[Stored entries]
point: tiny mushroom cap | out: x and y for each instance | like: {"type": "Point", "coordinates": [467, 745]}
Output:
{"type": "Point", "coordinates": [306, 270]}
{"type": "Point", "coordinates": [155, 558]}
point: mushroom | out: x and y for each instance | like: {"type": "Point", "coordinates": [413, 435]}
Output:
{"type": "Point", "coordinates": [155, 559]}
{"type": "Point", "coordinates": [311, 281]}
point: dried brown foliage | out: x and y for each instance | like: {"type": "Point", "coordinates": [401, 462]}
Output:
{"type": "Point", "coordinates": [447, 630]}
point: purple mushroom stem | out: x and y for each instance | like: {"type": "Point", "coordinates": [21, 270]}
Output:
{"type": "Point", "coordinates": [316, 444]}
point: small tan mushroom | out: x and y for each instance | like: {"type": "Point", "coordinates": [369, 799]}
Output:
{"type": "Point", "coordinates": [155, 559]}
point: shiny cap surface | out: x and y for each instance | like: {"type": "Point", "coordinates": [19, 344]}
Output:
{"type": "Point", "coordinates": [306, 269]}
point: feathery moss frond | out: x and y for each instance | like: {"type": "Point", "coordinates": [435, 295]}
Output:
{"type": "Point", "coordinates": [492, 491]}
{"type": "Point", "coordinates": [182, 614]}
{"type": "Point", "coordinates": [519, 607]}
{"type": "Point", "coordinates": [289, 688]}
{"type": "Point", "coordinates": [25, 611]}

> Try it
Retype every record above exactly as it stands.

> Response
point: tiny mushroom cap | out: x and y for each instance | like: {"type": "Point", "coordinates": [467, 745]}
Output:
{"type": "Point", "coordinates": [306, 270]}
{"type": "Point", "coordinates": [155, 558]}
point: mushroom | out: x and y for each instance | like: {"type": "Point", "coordinates": [413, 435]}
Output:
{"type": "Point", "coordinates": [155, 559]}
{"type": "Point", "coordinates": [311, 281]}
point: dried brown foliage | out: x and y for each instance | like: {"type": "Point", "coordinates": [401, 462]}
Output:
{"type": "Point", "coordinates": [447, 630]}
point: purple mushroom stem | out: x and y for each instance | like: {"type": "Point", "coordinates": [21, 270]}
Output:
{"type": "Point", "coordinates": [316, 444]}
point: small tan mushroom | out: x and y for each instance | like: {"type": "Point", "coordinates": [369, 799]}
Output:
{"type": "Point", "coordinates": [155, 559]}
point: shiny cap surface | out: x and y for each instance | like: {"type": "Point", "coordinates": [19, 344]}
Output:
{"type": "Point", "coordinates": [306, 269]}
point: feathery moss frond | out: x and y for each instance | like: {"type": "Point", "coordinates": [435, 295]}
Output:
{"type": "Point", "coordinates": [492, 491]}
{"type": "Point", "coordinates": [182, 614]}
{"type": "Point", "coordinates": [519, 607]}
{"type": "Point", "coordinates": [289, 688]}
{"type": "Point", "coordinates": [25, 611]}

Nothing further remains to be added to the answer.